- Entnommener Text:
Die Klägerin weist zu Recht darauf hin, daß der Sozialhilfeträger den maßgeblichen Sachverhalt, zu dem bei einem Erstattungsanspruch nach § 121 BSHG die Feststellung zur Hilfebedürftigkeit gehört, von Amts wegen zu erforschen hat (§ 20 Abs. 1 SGB X). Dabei hat die Behörde alle für den Einzelfall bedeutsamen, auch die für die Beteiligten günstigen Umstände zu berücksichtigen (§ 20 Abs. 2 SGB X).

Von der Intensität der behördlichen Sachverhaltserforschung im Verwaltungsverfahren kann im Einzelfall abhängen, ob ein Sachverhalt zweifelsfrei geklärt werden kann oder ob ein non liquet bleibt, das den Rückgriff auf die materielle Beweislast erforderlich macht. Aber auch in diesen Fällen ungenügender Sachverhaltsermittlung ändert sich die materielle Beweislast weder im Verwaltungsverfahren noch im Verwaltungsgerichtsverfahren. Das belegt für das im vorliegenden Rechtsstreit maßgebliche gerichtliche Verfahren die auch in Fällen der Untätigkeitsklage (§ 42 Abs. 1, § 75 VwGO), also auch bei fehlender behördlicher Sachverhaltsermittlung, gleichbleibende materielle Beweislast. Das klarzustellen, bedarf keiner Durchführung eines Revisionsverfahrens.

- Gezeigte Einträge:

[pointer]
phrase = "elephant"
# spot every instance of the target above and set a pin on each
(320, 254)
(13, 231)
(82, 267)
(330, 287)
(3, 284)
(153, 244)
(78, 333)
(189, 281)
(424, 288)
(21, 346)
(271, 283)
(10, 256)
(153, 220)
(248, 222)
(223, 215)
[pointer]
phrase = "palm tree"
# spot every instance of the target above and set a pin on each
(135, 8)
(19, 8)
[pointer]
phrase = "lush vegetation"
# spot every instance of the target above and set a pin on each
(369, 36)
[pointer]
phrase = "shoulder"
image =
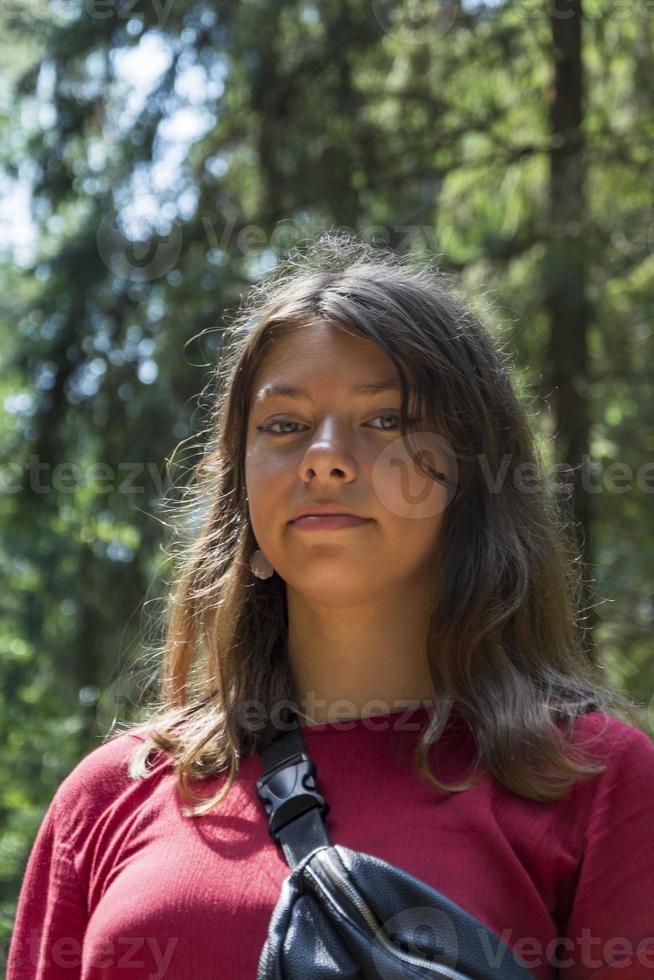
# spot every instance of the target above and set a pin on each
(626, 752)
(99, 778)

- Auftrag: Welche Vorschrift verpflichtet laut dem entnommenen Text den Sozialhilfeträger, den maßgeblichen Sachverhalt von Amts wegen zu erforschen?

- Die Antwort: § 20 Abs. 1 SGB X